_Excerpted passage_.
Do you have a sweet tooth? It might come down to your DNA.
Researchers from the University of Colorado revealed almost 500 different genes that directly influence what we choose to eat, including those involved in our experience of taste.
"Dietary intake is influenced by an array of environmental factors, including socio-economic status, upbringing, culture, learned behavior, etc.," Joanne Cole, a professor in Genomics at the University of Colorado who led the research, told Newsweek. "However, there is a real genetic influence on the foods we choose to eat, albeit small.
"After identifying hundreds of regions in the genome that are associated with dietary intake, I sought to identify the genes that have direct influences on diet that are not mediated through another health, lifestyle, or environmental trait."
Several of the genes Cole identified were related to sensory pathways—those involved in taste, smell and texture.
One well-known example is the bitter taste receptor TAS2R38. This gene encodes a protein that interacts with a chemical found in brassicas, like Brussels sprouts and cabbages, that gives these foods their bitter taste.
"Some versions of these genes alter the lock-and-key binding of the receptor to flavor compounds, and this alteration in binding changes how our brains perceive flavor, and therefore, pleasure," Cole said.
In other words, some people are genetically hardwired to hate Brussels sprouts.
A similar mechanism might be behind why some people have a sweet tooth. "Some people might have a strong genetic preference for sweeter foods," Cole said. "I bet this is controlled by the binding of sugars to certain receptors in their sensory system, which then lights up the pleasure region in their brain."
Our DNA can also influence our preference for healthier foods.
"In my 2020 publication, I discovered two olfactory receptor genes influencing fruit intake," Cole said. "Individuals with the genotypes that increase fruit intake also reported less sugar consumption."
By improving our understanding of the genetic mechanisms that drive our dietary preferences, we may be able to trick our brains into opting for healthier food choices.
"We could develop binding compounds to these same sensory receptors that could modulate the brain's reaction," Cole said. "Flavor is the number one driver of food choice, so I would like to use this information to make healthier food more flavorful or personalize nutrition guidance based on sensory genetic and flavor profiles."
In the nearer term, these results could be used to develop personalized dietary recommendations for an individual based on their genetic profile and the foods they like to eat, making it easier to stick to a healthy diet.
Cole will present these findings at NUTRITION 2023, the annual flagship meeting of the American Society for Nutrition on July 22.

_Information supplied_.
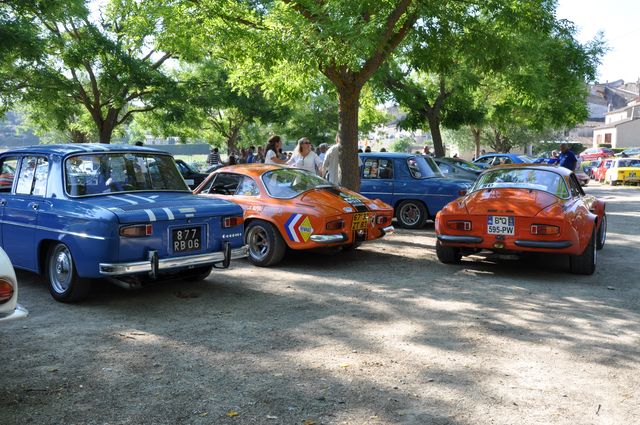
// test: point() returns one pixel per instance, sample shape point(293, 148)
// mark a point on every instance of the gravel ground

_Activities_.
**1)** Condense the paragraph of the diet genetics article that begins "One well-known example is the bitter taste receptor TAS2R38" into a single shorter sentence that keeps its main facts.
**2)** Revise the diet genetics article from "In the nearer" up to and including "on July 22.", putting "yearly" in place of "annual".
The data has no connection to the diet genetics article.

_Exercise solutions_.
**1)** TAS2R38, a well-known bitter taste receptor gene, encodes a protein that interacts with a chemical in brassicas such as Brussels sprouts and cabbages, which makes those foods taste bitter.

**2)**
In the nearer term, these results could be used to develop personalized dietary recommendations for an individual based on their genetic profile and the foods they like to eat, making it easier to stick to a healthy diet.
Cole will present these findings at NUTRITION 2023, the yearly flagship meeting of the American Society for Nutrition on July 22.